» Problem statement: Repeat the lines of the listing below exactly, starting at the line that contains "Target: coastal cliff" and running through the last line, both included, and only those.

[start]

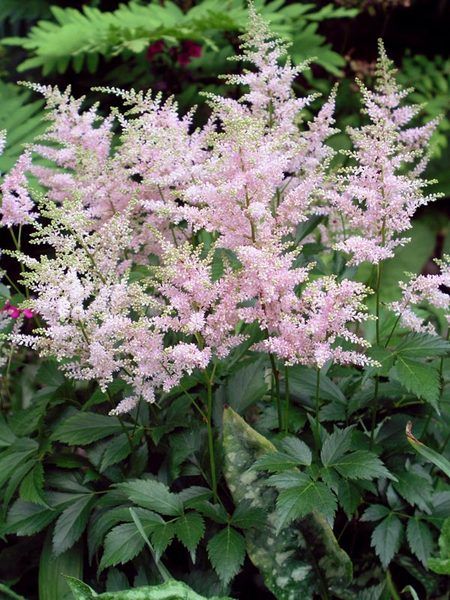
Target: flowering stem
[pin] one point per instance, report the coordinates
(276, 378)
(392, 330)
(377, 298)
(377, 380)
(317, 428)
(441, 382)
(212, 459)
(286, 406)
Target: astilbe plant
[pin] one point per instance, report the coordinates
(248, 178)
(173, 254)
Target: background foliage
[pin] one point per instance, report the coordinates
(79, 522)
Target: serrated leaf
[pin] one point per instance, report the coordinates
(53, 569)
(154, 495)
(423, 345)
(162, 536)
(415, 489)
(19, 452)
(297, 449)
(419, 539)
(32, 486)
(226, 551)
(85, 427)
(440, 566)
(103, 521)
(122, 544)
(190, 528)
(431, 455)
(242, 446)
(246, 516)
(418, 378)
(297, 502)
(117, 450)
(375, 512)
(71, 523)
(386, 538)
(246, 386)
(7, 436)
(360, 464)
(349, 497)
(215, 512)
(26, 518)
(335, 446)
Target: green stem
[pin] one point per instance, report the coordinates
(377, 298)
(374, 411)
(391, 587)
(392, 330)
(377, 381)
(287, 400)
(441, 391)
(212, 459)
(317, 403)
(276, 378)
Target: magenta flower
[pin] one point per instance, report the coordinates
(13, 311)
(189, 50)
(154, 49)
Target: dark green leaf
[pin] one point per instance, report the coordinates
(375, 512)
(226, 551)
(117, 450)
(162, 535)
(386, 538)
(419, 539)
(32, 486)
(71, 524)
(85, 427)
(297, 449)
(360, 464)
(154, 495)
(418, 378)
(246, 516)
(122, 544)
(190, 528)
(295, 503)
(335, 446)
(415, 489)
(431, 455)
(52, 569)
(26, 518)
(422, 345)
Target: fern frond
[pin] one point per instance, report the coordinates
(21, 118)
(78, 38)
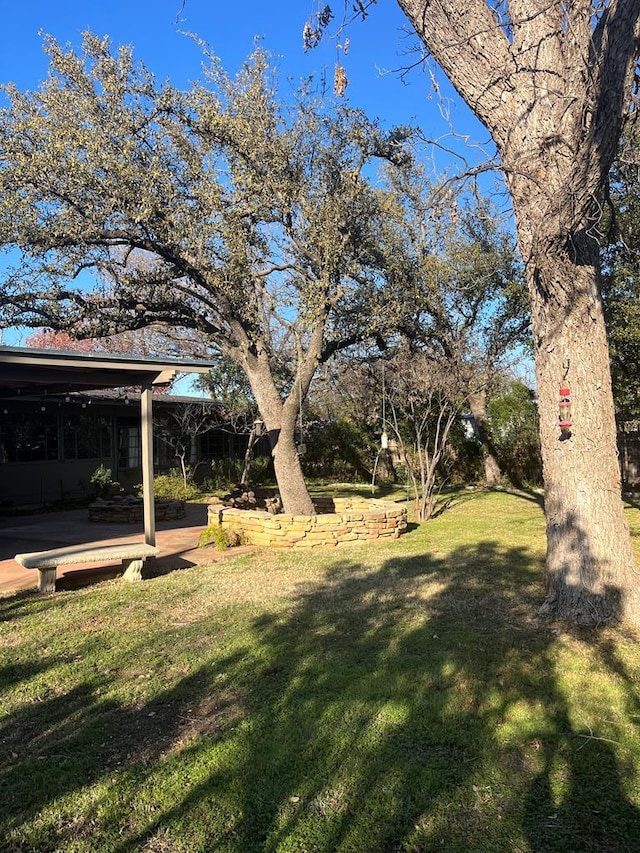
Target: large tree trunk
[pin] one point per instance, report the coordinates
(552, 82)
(482, 430)
(591, 578)
(280, 421)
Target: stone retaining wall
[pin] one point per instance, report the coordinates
(131, 511)
(339, 521)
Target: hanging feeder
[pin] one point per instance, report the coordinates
(564, 410)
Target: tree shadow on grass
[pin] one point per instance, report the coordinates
(413, 707)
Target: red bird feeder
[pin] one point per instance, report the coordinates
(564, 408)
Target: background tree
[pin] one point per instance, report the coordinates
(553, 84)
(216, 210)
(513, 413)
(180, 427)
(458, 293)
(621, 283)
(424, 402)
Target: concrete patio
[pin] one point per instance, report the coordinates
(177, 540)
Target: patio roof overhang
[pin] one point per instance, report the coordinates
(30, 373)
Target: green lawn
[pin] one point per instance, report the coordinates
(402, 697)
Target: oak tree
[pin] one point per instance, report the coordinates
(553, 83)
(220, 210)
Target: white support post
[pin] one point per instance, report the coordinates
(146, 431)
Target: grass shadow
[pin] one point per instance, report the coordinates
(417, 705)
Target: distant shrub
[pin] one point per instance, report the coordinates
(173, 487)
(104, 485)
(221, 537)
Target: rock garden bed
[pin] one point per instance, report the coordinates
(129, 509)
(339, 521)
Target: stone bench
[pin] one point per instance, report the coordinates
(131, 554)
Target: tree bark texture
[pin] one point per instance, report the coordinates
(280, 419)
(553, 85)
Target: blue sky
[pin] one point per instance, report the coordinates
(157, 30)
(376, 47)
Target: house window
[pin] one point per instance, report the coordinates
(129, 445)
(29, 437)
(86, 437)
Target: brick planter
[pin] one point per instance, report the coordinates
(338, 522)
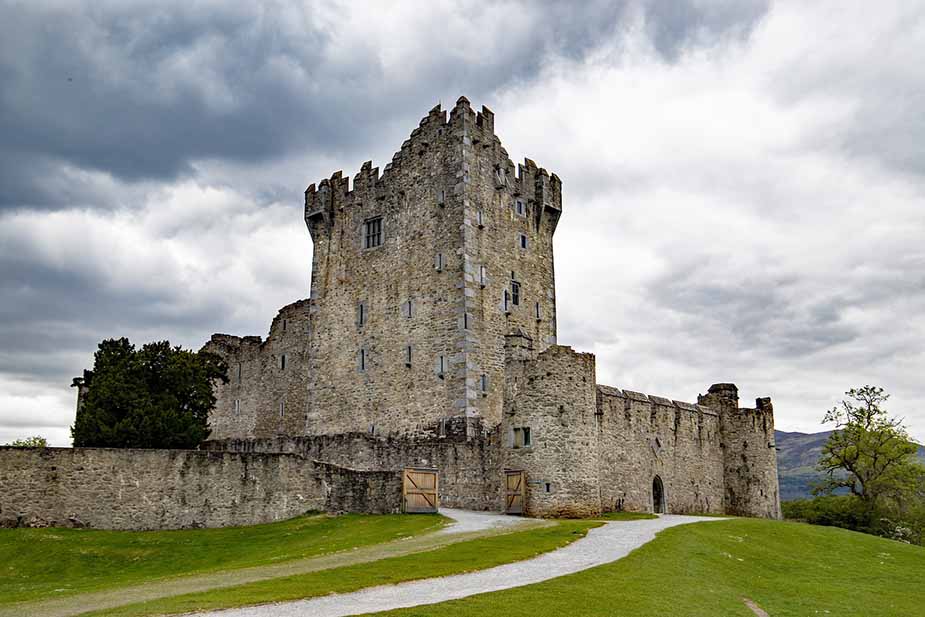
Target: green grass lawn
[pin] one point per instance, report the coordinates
(43, 563)
(457, 558)
(707, 569)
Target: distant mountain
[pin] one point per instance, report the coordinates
(797, 455)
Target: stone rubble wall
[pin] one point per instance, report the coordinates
(641, 437)
(469, 467)
(175, 489)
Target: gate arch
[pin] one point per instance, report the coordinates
(659, 500)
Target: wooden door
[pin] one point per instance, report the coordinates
(419, 490)
(515, 491)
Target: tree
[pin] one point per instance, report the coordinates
(156, 397)
(869, 453)
(36, 441)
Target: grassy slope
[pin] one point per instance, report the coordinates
(39, 563)
(706, 569)
(463, 557)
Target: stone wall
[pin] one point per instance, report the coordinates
(453, 208)
(641, 437)
(469, 467)
(749, 453)
(266, 392)
(174, 489)
(556, 400)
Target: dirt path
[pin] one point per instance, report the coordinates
(603, 545)
(467, 526)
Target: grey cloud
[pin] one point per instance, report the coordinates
(141, 91)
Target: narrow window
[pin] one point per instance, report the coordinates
(522, 437)
(373, 232)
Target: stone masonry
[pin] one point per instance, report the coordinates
(428, 339)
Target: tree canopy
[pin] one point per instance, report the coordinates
(869, 452)
(158, 396)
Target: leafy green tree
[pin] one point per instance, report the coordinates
(156, 397)
(869, 453)
(36, 441)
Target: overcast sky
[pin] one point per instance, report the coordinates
(743, 182)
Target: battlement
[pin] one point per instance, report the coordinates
(655, 401)
(437, 133)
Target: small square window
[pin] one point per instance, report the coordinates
(441, 366)
(522, 437)
(373, 232)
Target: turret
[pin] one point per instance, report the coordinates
(749, 452)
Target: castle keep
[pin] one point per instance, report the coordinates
(427, 346)
(429, 339)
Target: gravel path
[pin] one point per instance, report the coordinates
(602, 545)
(468, 526)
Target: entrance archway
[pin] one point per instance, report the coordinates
(658, 496)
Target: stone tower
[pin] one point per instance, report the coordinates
(420, 272)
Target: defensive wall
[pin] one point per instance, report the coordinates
(174, 489)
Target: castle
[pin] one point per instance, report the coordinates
(429, 341)
(423, 370)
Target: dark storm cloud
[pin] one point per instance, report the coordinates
(141, 90)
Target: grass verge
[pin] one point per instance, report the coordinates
(626, 516)
(709, 569)
(455, 559)
(46, 563)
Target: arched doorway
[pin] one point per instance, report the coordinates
(658, 496)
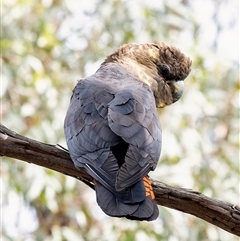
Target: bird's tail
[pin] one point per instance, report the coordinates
(136, 202)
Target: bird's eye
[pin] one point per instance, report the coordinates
(164, 69)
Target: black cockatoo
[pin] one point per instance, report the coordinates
(112, 126)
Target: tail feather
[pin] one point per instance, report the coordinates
(115, 207)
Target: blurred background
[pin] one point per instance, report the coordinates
(47, 45)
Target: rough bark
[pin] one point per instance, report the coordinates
(221, 214)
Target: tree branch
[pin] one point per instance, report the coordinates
(221, 214)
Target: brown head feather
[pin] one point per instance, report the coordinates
(159, 65)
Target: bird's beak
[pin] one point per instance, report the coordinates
(178, 87)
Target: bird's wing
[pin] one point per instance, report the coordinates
(132, 116)
(113, 130)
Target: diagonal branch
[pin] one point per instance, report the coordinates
(221, 214)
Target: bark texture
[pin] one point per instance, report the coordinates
(221, 214)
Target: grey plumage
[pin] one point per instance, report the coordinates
(112, 127)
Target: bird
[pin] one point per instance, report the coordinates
(112, 127)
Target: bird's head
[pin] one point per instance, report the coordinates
(161, 66)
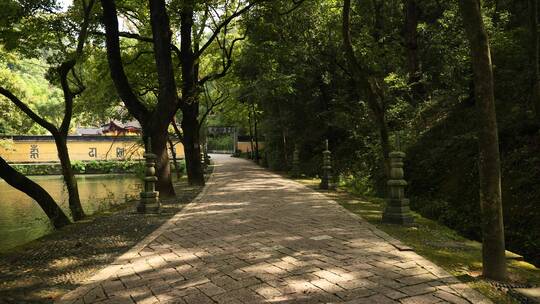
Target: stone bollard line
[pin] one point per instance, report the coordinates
(397, 209)
(149, 202)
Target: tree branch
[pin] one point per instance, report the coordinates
(110, 20)
(222, 25)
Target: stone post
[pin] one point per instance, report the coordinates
(149, 202)
(397, 209)
(295, 171)
(327, 181)
(206, 156)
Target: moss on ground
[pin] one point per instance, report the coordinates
(443, 246)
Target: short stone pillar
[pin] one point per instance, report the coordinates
(203, 163)
(397, 209)
(295, 170)
(327, 181)
(206, 156)
(149, 202)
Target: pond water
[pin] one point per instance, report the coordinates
(22, 220)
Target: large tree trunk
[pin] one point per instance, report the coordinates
(167, 96)
(493, 247)
(190, 102)
(70, 181)
(36, 192)
(534, 53)
(411, 47)
(192, 148)
(163, 167)
(366, 87)
(175, 159)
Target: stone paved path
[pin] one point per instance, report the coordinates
(255, 237)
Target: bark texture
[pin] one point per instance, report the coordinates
(367, 86)
(154, 122)
(534, 53)
(190, 103)
(493, 246)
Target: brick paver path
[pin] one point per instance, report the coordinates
(255, 237)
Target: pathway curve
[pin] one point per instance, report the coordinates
(255, 237)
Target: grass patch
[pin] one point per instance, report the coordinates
(443, 246)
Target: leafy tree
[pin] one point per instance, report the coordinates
(61, 74)
(493, 249)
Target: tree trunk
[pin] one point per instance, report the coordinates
(256, 130)
(36, 192)
(192, 148)
(163, 167)
(411, 47)
(534, 49)
(366, 87)
(252, 145)
(70, 181)
(493, 247)
(190, 102)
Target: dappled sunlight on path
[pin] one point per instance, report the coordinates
(255, 237)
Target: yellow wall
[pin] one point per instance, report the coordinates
(95, 148)
(245, 146)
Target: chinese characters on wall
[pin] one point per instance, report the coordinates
(34, 152)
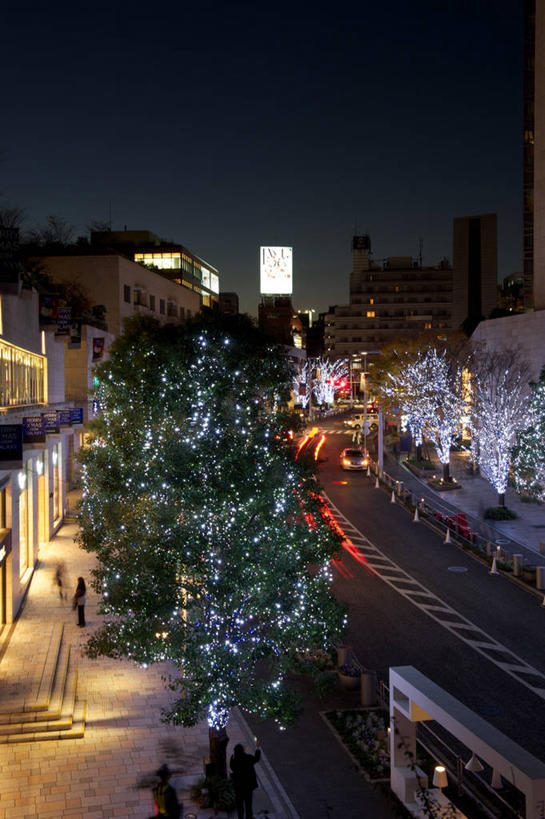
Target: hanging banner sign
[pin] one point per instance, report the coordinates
(11, 442)
(77, 415)
(98, 348)
(51, 423)
(64, 418)
(64, 317)
(75, 335)
(33, 429)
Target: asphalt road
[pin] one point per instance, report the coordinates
(388, 629)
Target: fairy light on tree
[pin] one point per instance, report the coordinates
(442, 402)
(327, 373)
(528, 462)
(500, 411)
(300, 385)
(203, 525)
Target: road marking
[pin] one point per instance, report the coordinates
(417, 594)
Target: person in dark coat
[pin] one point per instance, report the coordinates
(80, 600)
(164, 795)
(244, 779)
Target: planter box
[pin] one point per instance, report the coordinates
(350, 683)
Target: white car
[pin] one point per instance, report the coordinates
(356, 421)
(353, 459)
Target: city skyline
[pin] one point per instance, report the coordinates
(251, 131)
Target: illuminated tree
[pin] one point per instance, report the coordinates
(299, 380)
(407, 387)
(213, 544)
(528, 462)
(442, 400)
(327, 372)
(500, 411)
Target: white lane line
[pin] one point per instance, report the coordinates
(485, 645)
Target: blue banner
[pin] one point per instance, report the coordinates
(51, 424)
(77, 415)
(11, 442)
(33, 429)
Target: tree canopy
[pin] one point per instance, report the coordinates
(213, 544)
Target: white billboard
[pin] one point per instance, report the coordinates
(276, 266)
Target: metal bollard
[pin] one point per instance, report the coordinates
(368, 687)
(344, 655)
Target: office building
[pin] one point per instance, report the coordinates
(395, 297)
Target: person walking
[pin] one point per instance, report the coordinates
(80, 600)
(244, 779)
(59, 578)
(164, 795)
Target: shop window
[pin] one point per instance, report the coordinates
(57, 483)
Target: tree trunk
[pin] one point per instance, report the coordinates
(218, 739)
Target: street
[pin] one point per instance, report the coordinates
(478, 636)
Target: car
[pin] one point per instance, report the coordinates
(357, 421)
(353, 459)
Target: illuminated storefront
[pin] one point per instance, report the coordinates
(22, 376)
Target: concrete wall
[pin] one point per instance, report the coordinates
(79, 366)
(539, 160)
(525, 332)
(20, 320)
(54, 349)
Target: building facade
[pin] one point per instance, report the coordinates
(395, 297)
(125, 287)
(475, 269)
(170, 259)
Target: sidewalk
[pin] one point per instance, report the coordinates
(474, 497)
(124, 742)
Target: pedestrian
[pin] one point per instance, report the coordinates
(59, 577)
(79, 601)
(164, 795)
(244, 779)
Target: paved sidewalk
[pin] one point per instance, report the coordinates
(474, 497)
(97, 777)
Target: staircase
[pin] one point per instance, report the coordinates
(52, 710)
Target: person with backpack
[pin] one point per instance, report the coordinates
(165, 797)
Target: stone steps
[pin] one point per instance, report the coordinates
(53, 710)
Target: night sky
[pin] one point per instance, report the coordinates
(229, 125)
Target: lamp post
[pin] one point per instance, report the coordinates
(440, 780)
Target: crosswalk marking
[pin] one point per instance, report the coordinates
(417, 594)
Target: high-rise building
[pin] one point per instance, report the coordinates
(475, 270)
(394, 297)
(528, 141)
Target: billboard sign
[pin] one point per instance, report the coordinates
(276, 268)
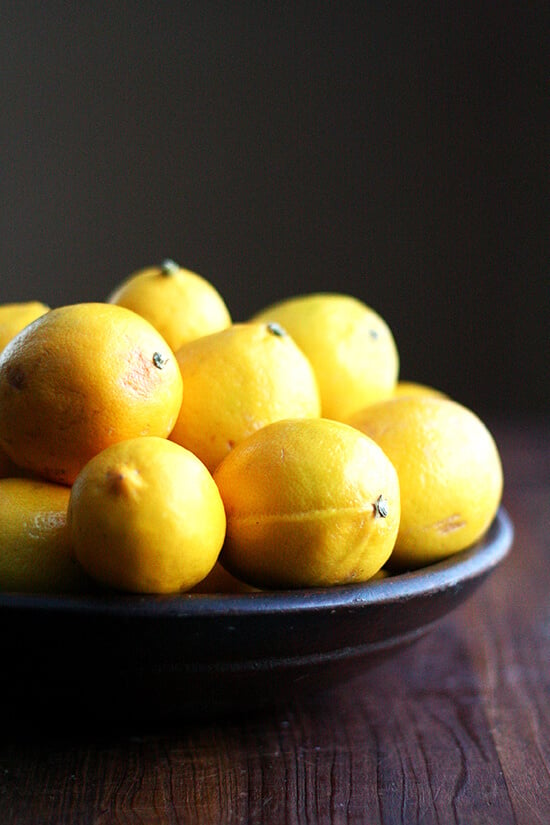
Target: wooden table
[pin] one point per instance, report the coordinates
(455, 729)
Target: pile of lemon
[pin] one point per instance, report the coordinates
(150, 444)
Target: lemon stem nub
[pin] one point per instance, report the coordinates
(381, 507)
(159, 360)
(276, 329)
(168, 266)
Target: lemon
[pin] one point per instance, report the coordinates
(145, 516)
(351, 348)
(309, 502)
(449, 469)
(15, 317)
(180, 304)
(79, 378)
(36, 554)
(237, 381)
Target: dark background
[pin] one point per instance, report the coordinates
(395, 151)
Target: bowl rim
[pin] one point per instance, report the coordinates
(456, 570)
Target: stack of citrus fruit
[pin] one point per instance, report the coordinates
(151, 444)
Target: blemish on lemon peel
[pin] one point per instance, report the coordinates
(168, 267)
(449, 524)
(16, 378)
(124, 481)
(381, 507)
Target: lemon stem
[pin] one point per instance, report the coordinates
(168, 267)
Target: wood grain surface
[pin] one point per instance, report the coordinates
(455, 729)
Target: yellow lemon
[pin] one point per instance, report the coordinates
(179, 303)
(237, 381)
(414, 388)
(35, 551)
(309, 502)
(449, 471)
(79, 378)
(15, 317)
(145, 516)
(350, 347)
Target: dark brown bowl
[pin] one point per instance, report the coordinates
(163, 657)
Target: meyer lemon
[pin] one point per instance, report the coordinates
(449, 471)
(36, 554)
(79, 378)
(350, 347)
(237, 381)
(179, 303)
(145, 516)
(15, 317)
(309, 502)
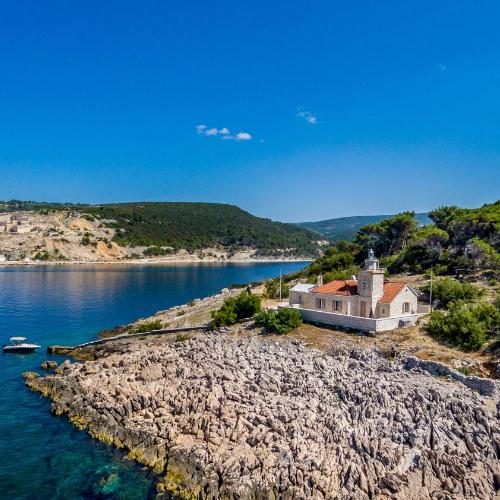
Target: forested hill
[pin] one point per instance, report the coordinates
(191, 226)
(345, 228)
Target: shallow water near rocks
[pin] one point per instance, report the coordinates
(42, 456)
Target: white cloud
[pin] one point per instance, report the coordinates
(243, 136)
(224, 132)
(307, 116)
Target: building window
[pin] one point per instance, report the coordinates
(320, 303)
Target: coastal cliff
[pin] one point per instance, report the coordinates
(239, 414)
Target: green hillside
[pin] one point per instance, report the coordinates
(345, 228)
(190, 225)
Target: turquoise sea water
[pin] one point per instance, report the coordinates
(44, 457)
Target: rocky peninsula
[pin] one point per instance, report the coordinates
(241, 414)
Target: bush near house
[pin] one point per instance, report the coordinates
(245, 305)
(467, 326)
(448, 290)
(149, 326)
(281, 322)
(272, 289)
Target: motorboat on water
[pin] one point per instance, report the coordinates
(19, 345)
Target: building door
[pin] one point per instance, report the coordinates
(362, 309)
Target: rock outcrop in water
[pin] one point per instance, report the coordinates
(225, 416)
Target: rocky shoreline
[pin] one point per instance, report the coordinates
(239, 414)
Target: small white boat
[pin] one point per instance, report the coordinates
(19, 345)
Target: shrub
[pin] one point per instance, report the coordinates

[end]

» Finished answer:
Target: coastal cliff
[pin] one point per instance, report the coordinates
(239, 414)
Target: green hillside
[pin] one point per instance, report the coordinates
(345, 228)
(190, 225)
Target: turquoise sea water
[pin] one point per instance, report the coordinates
(44, 457)
Target: rocky peninsula
[pin] one point per instance, report the coordinates
(241, 414)
Target: bush near house
[pin] one point per instance, report the coordinates
(245, 305)
(467, 326)
(448, 290)
(149, 326)
(281, 322)
(272, 289)
Target: motorboat on water
[pin] one point per instance, report the coordinates
(19, 345)
Target: building door
[pin] one point per instance, report the coordinates
(362, 309)
Target: rock outcrop in water
[pin] one point per instance, report the coordinates
(225, 416)
Target: rocky shoreline
[pin] one point per instance, report the coordinates
(239, 414)
Target: small white boat
[pin] one point per instance, report the coordinates
(19, 345)
Target: shrub
[pin] one point per instance, report the coordinates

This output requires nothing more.